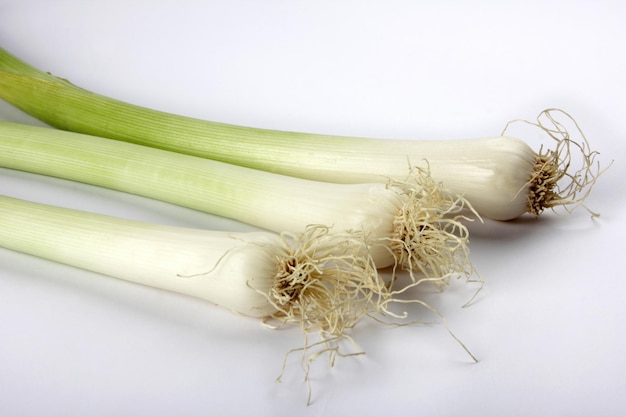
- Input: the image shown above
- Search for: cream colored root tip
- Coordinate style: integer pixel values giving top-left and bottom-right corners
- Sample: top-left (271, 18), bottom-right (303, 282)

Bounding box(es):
top-left (503, 109), bottom-right (604, 216)
top-left (254, 226), bottom-right (390, 404)
top-left (266, 226), bottom-right (389, 337)
top-left (389, 167), bottom-right (480, 286)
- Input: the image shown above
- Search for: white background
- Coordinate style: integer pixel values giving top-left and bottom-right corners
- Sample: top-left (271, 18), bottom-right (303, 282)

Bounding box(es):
top-left (0, 0), bottom-right (626, 417)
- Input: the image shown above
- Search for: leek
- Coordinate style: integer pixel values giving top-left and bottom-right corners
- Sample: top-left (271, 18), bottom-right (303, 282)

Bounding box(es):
top-left (0, 196), bottom-right (391, 336)
top-left (0, 122), bottom-right (473, 283)
top-left (0, 49), bottom-right (600, 220)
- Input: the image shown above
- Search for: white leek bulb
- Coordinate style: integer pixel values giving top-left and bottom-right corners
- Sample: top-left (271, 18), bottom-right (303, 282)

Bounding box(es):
top-left (0, 196), bottom-right (390, 335)
top-left (0, 48), bottom-right (600, 220)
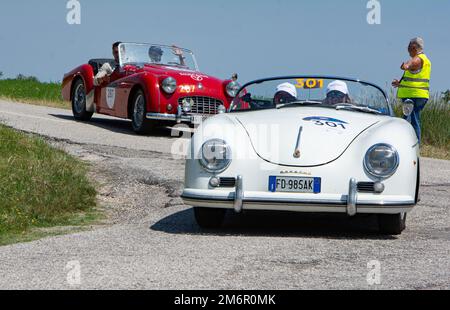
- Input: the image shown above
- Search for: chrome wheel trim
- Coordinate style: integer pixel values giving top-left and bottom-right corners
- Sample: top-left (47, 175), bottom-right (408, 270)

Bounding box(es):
top-left (73, 84), bottom-right (86, 114)
top-left (133, 95), bottom-right (145, 128)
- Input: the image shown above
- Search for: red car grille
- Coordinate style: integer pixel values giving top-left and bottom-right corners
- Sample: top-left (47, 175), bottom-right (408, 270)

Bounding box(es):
top-left (178, 96), bottom-right (223, 114)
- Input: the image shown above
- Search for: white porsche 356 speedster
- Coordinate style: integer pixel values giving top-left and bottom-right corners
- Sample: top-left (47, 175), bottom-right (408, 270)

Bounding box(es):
top-left (182, 76), bottom-right (420, 235)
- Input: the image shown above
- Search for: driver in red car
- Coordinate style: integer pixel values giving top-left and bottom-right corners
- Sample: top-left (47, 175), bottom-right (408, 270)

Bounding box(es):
top-left (94, 42), bottom-right (122, 86)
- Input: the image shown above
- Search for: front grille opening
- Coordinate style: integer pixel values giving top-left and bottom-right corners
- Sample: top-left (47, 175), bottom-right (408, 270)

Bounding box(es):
top-left (178, 96), bottom-right (223, 114)
top-left (357, 182), bottom-right (375, 193)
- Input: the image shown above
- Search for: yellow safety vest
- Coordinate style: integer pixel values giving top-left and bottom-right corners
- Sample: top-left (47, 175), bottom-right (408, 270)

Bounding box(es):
top-left (397, 54), bottom-right (431, 99)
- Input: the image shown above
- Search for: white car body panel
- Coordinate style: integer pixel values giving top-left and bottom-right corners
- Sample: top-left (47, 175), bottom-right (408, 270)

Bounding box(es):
top-left (182, 100), bottom-right (419, 214)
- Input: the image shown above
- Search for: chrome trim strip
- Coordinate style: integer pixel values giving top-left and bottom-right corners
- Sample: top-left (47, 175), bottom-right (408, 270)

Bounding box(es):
top-left (86, 90), bottom-right (97, 112)
top-left (181, 194), bottom-right (416, 207)
top-left (294, 126), bottom-right (303, 158)
top-left (146, 113), bottom-right (192, 123)
top-left (234, 175), bottom-right (244, 213)
top-left (347, 178), bottom-right (358, 216)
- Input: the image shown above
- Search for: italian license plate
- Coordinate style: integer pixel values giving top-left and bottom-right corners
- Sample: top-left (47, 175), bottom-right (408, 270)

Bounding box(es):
top-left (269, 176), bottom-right (322, 194)
top-left (191, 115), bottom-right (203, 125)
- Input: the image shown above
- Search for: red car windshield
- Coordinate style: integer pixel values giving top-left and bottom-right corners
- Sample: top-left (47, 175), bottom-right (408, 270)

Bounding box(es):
top-left (119, 43), bottom-right (198, 71)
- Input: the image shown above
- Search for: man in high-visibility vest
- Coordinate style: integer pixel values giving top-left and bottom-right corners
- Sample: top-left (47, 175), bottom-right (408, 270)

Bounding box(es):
top-left (392, 37), bottom-right (431, 143)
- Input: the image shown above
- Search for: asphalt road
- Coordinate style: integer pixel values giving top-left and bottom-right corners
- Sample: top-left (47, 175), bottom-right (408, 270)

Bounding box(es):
top-left (0, 101), bottom-right (450, 289)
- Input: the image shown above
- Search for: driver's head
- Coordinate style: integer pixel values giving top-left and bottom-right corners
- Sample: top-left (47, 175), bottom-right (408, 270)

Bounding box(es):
top-left (273, 83), bottom-right (297, 105)
top-left (324, 81), bottom-right (350, 104)
top-left (148, 46), bottom-right (163, 63)
top-left (113, 42), bottom-right (122, 63)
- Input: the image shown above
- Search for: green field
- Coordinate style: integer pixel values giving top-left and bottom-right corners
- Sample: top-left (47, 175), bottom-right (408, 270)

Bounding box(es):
top-left (0, 75), bottom-right (70, 109)
top-left (0, 125), bottom-right (97, 245)
top-left (395, 96), bottom-right (450, 160)
top-left (0, 76), bottom-right (450, 160)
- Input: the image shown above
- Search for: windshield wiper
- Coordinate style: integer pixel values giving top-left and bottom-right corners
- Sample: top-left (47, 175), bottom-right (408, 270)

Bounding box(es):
top-left (336, 104), bottom-right (383, 114)
top-left (277, 100), bottom-right (322, 110)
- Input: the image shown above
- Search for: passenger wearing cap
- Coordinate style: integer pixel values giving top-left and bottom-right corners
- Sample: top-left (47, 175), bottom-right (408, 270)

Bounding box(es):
top-left (148, 45), bottom-right (186, 66)
top-left (273, 83), bottom-right (297, 105)
top-left (323, 81), bottom-right (351, 105)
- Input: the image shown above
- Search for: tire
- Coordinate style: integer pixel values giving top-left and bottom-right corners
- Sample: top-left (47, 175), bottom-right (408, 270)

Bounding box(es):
top-left (130, 90), bottom-right (154, 134)
top-left (72, 79), bottom-right (94, 121)
top-left (194, 208), bottom-right (227, 229)
top-left (378, 213), bottom-right (406, 235)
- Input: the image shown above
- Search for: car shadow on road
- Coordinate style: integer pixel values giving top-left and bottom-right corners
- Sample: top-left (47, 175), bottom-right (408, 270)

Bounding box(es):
top-left (150, 209), bottom-right (397, 240)
top-left (49, 114), bottom-right (184, 138)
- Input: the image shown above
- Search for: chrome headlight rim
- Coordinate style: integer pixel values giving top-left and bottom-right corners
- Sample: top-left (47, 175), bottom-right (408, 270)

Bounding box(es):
top-left (199, 139), bottom-right (231, 174)
top-left (364, 143), bottom-right (400, 180)
top-left (161, 76), bottom-right (177, 95)
top-left (226, 81), bottom-right (241, 98)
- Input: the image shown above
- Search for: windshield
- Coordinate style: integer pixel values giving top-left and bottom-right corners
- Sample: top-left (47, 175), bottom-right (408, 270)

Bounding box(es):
top-left (119, 43), bottom-right (198, 71)
top-left (230, 76), bottom-right (390, 115)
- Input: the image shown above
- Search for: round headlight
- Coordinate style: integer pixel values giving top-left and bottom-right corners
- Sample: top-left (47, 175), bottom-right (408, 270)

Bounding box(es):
top-left (200, 139), bottom-right (231, 173)
top-left (182, 98), bottom-right (195, 113)
top-left (227, 81), bottom-right (241, 97)
top-left (162, 77), bottom-right (177, 94)
top-left (217, 104), bottom-right (227, 114)
top-left (364, 144), bottom-right (400, 178)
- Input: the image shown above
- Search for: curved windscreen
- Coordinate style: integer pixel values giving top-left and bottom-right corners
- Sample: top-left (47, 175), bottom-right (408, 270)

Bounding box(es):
top-left (119, 43), bottom-right (198, 71)
top-left (230, 76), bottom-right (390, 115)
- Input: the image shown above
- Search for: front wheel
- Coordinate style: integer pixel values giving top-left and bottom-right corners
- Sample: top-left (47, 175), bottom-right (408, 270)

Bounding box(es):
top-left (194, 207), bottom-right (227, 229)
top-left (378, 213), bottom-right (406, 235)
top-left (72, 79), bottom-right (94, 121)
top-left (131, 90), bottom-right (153, 134)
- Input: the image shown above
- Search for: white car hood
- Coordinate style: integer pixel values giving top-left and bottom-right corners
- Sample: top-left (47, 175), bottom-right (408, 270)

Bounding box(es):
top-left (229, 107), bottom-right (387, 167)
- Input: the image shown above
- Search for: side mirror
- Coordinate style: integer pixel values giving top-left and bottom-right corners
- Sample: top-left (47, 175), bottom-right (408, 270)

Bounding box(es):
top-left (403, 99), bottom-right (414, 117)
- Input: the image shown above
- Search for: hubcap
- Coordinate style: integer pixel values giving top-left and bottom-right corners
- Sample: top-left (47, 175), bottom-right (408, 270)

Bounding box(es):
top-left (74, 84), bottom-right (86, 113)
top-left (133, 95), bottom-right (145, 127)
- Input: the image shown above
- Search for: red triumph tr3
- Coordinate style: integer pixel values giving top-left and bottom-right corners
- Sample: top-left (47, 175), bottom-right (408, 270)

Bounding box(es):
top-left (62, 43), bottom-right (240, 133)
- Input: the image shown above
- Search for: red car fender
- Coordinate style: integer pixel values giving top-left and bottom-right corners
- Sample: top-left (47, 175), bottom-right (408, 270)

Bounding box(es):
top-left (126, 73), bottom-right (160, 112)
top-left (61, 64), bottom-right (94, 101)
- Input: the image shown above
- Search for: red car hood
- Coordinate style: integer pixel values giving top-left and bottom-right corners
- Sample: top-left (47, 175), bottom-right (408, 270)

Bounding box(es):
top-left (138, 65), bottom-right (223, 84)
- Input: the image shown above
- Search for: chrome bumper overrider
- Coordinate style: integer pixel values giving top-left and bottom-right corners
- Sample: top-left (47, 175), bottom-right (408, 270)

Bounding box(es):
top-left (146, 106), bottom-right (201, 124)
top-left (181, 176), bottom-right (415, 216)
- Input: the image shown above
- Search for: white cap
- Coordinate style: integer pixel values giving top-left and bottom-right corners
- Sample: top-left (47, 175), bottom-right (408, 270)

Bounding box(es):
top-left (327, 81), bottom-right (348, 95)
top-left (277, 83), bottom-right (297, 98)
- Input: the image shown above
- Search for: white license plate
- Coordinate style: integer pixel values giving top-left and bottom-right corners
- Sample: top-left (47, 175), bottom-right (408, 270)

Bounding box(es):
top-left (269, 176), bottom-right (322, 194)
top-left (191, 115), bottom-right (203, 125)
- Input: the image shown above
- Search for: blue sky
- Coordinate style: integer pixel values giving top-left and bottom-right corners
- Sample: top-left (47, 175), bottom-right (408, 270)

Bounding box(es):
top-left (0, 0), bottom-right (450, 91)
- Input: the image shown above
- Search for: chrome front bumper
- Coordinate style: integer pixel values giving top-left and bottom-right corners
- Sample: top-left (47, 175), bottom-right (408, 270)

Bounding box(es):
top-left (146, 106), bottom-right (204, 124)
top-left (181, 176), bottom-right (415, 216)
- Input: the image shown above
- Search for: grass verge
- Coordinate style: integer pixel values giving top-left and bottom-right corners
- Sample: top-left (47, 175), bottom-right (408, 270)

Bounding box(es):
top-left (394, 97), bottom-right (450, 160)
top-left (0, 77), bottom-right (71, 109)
top-left (0, 125), bottom-right (99, 245)
top-left (0, 75), bottom-right (450, 160)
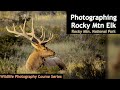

══════════════════════════════

**DIRECTIONS**
Collect every line in the lines above that contains the word "road" and list them.

**EXERCISE RESPONSE**
- Search for: asphalt road
- Search for: car shadow on road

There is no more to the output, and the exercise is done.